原文节选
◆ ◆ ◆
原创文章,转载请注明: 转载自工学1号馆
本文主要剖析Hadoop作业提交系列的作业文件提交过程
先看JobClient类的源代码开头的注释,翻译如下:
JobClient是一个为了将用户端作业与JobTrack连接的基础接口,JobClient提供了便利的提交作业、跟踪进度,访问组件任务的报告/日志,获取Map-Reduce集群的状态信息等等。作业提交过程涉及如下:
1、检查作业的输入输出规格
2、为作业计算InputSplits(后面的文章详细介绍)
3、如果有需要,为作业的DistributedCache计划必须的账户信息
4、将作业的jar包和配置信息复制到分布式文件系统分map-reduce的系统目录
5、向JobTrack提交作业并随时监控它的状态
通常,用户创建应用,通过JobConf类描述作业的不同方面,并使用JobClient提交作业和监控它的进度
下面是一个例子,关于如何使用JobClient:
// 创建一个新的JobConf对象 JobConf job = new JobConf(new Configuration(), MyJob.class); // 指定不同的作业特征参数 job.setJobName("myjob"); job.setInputPath(new Path("in")); job.setOutputPath(new Path("out")); job.setMapperClass(MyJob.MyMapper.class); job.setReducerClass(MyJob.MyReducer.class); // 提交作业,调查进程知道作业完成 JobClient.runJob(job);
有时候用户可能会链接map-reduce作业用来完成那些通过单一map-reduce不能完成的复杂的任务。这相当的简单,因为job通常输出到分布式文件系统,可以将其作为另一个作业的输入。
◆ ◆ ◆
数据记录
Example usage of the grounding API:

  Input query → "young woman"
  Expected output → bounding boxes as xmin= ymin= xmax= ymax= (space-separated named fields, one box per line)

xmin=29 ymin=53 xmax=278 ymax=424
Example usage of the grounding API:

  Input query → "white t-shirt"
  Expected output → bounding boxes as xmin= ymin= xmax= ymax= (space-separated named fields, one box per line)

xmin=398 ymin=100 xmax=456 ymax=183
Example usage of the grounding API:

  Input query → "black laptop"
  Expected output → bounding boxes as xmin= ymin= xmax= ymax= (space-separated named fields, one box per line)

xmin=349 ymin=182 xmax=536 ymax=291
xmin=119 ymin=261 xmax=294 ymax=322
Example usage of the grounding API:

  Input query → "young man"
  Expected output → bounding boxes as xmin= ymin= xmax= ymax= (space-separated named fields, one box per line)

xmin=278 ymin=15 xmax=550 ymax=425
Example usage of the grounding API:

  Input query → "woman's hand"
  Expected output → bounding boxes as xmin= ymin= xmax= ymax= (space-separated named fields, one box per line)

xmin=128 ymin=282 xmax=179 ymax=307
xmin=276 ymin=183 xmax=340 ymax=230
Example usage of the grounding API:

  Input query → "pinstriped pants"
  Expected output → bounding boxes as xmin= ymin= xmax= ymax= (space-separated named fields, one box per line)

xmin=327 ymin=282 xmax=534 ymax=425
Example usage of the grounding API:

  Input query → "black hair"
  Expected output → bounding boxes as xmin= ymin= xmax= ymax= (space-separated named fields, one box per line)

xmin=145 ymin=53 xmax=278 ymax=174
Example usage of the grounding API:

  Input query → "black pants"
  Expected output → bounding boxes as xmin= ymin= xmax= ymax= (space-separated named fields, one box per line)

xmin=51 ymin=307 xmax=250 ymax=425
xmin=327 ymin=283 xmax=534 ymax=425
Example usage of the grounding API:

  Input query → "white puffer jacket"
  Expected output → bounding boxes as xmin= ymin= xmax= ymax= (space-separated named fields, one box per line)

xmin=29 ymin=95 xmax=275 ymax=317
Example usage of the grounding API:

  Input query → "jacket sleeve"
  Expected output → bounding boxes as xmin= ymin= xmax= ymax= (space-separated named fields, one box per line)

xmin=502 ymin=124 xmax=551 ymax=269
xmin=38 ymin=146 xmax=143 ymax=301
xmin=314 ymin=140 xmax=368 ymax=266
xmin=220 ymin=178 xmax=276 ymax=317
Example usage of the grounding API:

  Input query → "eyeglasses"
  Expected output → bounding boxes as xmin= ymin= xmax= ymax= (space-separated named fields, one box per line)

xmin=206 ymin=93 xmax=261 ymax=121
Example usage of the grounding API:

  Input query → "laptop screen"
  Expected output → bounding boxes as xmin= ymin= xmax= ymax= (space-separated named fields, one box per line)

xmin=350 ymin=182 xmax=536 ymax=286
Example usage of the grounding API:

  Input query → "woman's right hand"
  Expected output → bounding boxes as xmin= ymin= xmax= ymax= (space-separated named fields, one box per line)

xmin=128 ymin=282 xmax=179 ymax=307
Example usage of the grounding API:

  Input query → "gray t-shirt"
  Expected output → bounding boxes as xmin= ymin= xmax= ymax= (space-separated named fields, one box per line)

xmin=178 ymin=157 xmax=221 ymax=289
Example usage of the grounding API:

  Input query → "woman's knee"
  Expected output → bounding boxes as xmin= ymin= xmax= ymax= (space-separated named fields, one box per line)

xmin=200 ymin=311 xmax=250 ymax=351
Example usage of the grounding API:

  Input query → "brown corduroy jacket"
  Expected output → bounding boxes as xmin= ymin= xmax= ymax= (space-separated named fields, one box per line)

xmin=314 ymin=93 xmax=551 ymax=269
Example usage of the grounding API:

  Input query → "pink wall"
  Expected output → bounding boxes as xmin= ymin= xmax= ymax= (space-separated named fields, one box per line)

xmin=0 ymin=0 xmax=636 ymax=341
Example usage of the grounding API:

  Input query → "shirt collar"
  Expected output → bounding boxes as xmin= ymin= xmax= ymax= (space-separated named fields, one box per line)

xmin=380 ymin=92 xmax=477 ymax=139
◆ ◆ ◆
完成下列任务
A. 请把讲解Hadoop作业文件提交过程的那篇文章从头到尾一字不改地摘录出来。
B. 请重写记录里从开头一直到含有“xmin=119 ymin=261 xmax=294 ymax=322”的那一行（首尾两行都算在内）的全部内容，把其中的“grounding API”换成“detection API”，其余内容保持原样，并且只输出这一段。
文章与记录是互不相关的两份材料。

各题答案
A.
原创文章,转载请注明: 转载自工学1号馆
本文主要剖析Hadoop作业提交系列的作业文件提交过程
先看JobClient类的源代码开头的注释,翻译如下:
JobClient是一个为了将用户端作业与JobTrack连接的基础接口,JobClient提供了便利的提交作业、跟踪进度,访问组件任务的报告/日志,获取Map-Reduce集群的状态信息等等。作业提交过程涉及如下:
1、检查作业的输入输出规格
2、为作业计算InputSplits(后面的文章详细介绍)
3、如果有需要,为作业的DistributedCache计划必须的账户信息
4、将作业的jar包和配置信息复制到分布式文件系统分map-reduce的系统目录
5、向JobTrack提交作业并随时监控它的状态
通常,用户创建应用,通过JobConf类描述作业的不同方面,并使用JobClient提交作业和监控它的进度
下面是一个例子,关于如何使用JobClient:
// 创建一个新的JobConf对象 JobConf job = new JobConf(new Configuration(), MyJob.class); // 指定不同的作业特征参数 job.setJobName("myjob"); job.setInputPath(new Path("in")); job.setOutputPath(new Path("out")); job.setMapperClass(MyJob.MyMapper.class); job.setReducerClass(MyJob.MyReducer.class); // 提交作业,调查进程知道作业完成 JobClient.runJob(job);
有时候用户可能会链接map-reduce作业用来完成那些通过单一map-reduce不能完成的复杂的任务。这相当的简单,因为job通常输出到分布式文件系统,可以将其作为另一个作业的输入。

B.
Example usage of the detection API:

  Input query → "young woman"
  Expected output → bounding boxes as xmin= ymin= xmax= ymax= (space-separated named fields, one box per line)

xmin=29 ymin=53 xmax=278 ymax=424
Example usage of the detection API:

  Input query → "white t-shirt"
  Expected output → bounding boxes as xmin= ymin= xmax= ymax= (space-separated named fields, one box per line)

xmin=398 ymin=100 xmax=456 ymax=183
Example usage of the detection API:

  Input query → "black laptop"
  Expected output → bounding boxes as xmin= ymin= xmax= ymax= (space-separated named fields, one box per line)

xmin=349 ymin=182 xmax=536 ymax=291
xmin=119 ymin=261 xmax=294 ymax=322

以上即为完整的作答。